_Task inputs_.
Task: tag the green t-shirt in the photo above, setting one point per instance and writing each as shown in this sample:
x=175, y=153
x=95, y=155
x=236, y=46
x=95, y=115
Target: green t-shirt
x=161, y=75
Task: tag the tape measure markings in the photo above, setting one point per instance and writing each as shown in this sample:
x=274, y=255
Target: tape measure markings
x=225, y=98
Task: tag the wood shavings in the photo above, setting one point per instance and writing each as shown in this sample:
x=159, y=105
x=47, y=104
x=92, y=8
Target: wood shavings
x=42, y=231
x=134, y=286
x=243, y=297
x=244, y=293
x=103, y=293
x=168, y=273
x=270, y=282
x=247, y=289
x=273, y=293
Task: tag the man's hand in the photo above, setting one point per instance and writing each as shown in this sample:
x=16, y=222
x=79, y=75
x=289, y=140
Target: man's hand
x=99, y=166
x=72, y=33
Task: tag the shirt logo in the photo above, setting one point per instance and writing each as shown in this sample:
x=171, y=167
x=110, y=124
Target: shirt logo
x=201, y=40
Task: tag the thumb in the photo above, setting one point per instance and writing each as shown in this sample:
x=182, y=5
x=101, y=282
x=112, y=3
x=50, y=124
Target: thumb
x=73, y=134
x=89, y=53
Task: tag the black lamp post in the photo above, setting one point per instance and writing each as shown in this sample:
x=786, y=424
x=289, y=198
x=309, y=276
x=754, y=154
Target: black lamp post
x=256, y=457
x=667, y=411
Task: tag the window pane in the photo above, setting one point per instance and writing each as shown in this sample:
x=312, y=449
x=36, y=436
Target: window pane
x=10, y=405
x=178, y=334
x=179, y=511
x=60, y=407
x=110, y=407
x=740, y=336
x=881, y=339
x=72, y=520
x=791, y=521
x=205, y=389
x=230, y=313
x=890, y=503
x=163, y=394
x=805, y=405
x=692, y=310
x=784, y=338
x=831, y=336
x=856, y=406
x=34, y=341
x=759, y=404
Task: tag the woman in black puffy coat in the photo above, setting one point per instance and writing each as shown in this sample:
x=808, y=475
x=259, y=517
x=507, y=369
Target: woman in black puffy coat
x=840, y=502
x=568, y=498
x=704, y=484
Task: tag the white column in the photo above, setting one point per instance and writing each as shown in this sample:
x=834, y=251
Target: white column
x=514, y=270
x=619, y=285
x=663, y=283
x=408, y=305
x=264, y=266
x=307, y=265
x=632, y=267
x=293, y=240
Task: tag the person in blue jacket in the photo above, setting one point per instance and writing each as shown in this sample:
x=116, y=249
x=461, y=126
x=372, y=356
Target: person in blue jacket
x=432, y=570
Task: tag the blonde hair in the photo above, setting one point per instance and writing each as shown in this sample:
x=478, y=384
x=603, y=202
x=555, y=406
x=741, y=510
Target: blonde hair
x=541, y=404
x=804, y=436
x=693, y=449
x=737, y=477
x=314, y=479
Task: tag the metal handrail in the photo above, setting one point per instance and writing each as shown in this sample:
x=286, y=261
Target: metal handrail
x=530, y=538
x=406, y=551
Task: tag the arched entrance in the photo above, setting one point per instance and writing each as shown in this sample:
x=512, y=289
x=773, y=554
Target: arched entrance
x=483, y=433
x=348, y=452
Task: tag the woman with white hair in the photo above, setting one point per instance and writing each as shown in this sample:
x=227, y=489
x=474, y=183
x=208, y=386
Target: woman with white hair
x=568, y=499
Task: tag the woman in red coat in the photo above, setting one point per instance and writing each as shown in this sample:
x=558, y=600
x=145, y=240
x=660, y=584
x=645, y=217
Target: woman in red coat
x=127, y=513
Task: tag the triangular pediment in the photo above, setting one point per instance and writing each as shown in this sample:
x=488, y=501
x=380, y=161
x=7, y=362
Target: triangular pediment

_Exercise_. Could you reproduce the records from the very start, stopping after the line that contains "x=225, y=98", with every line kept, the requests and their sample coordinates left as they are, and each coordinate in the answers offset by -48?

_Result of this task_.
Task: tag the green t-shirt in the photo above, setting one point per instance and writing each as shown in this sample:
x=175, y=153
x=95, y=155
x=236, y=46
x=95, y=115
Target: green t-shirt
x=113, y=27
Task: tag the tape measure markings in the photo above, setting one point per instance and writing each as shown in this sample:
x=274, y=255
Target: tape measure markings
x=177, y=50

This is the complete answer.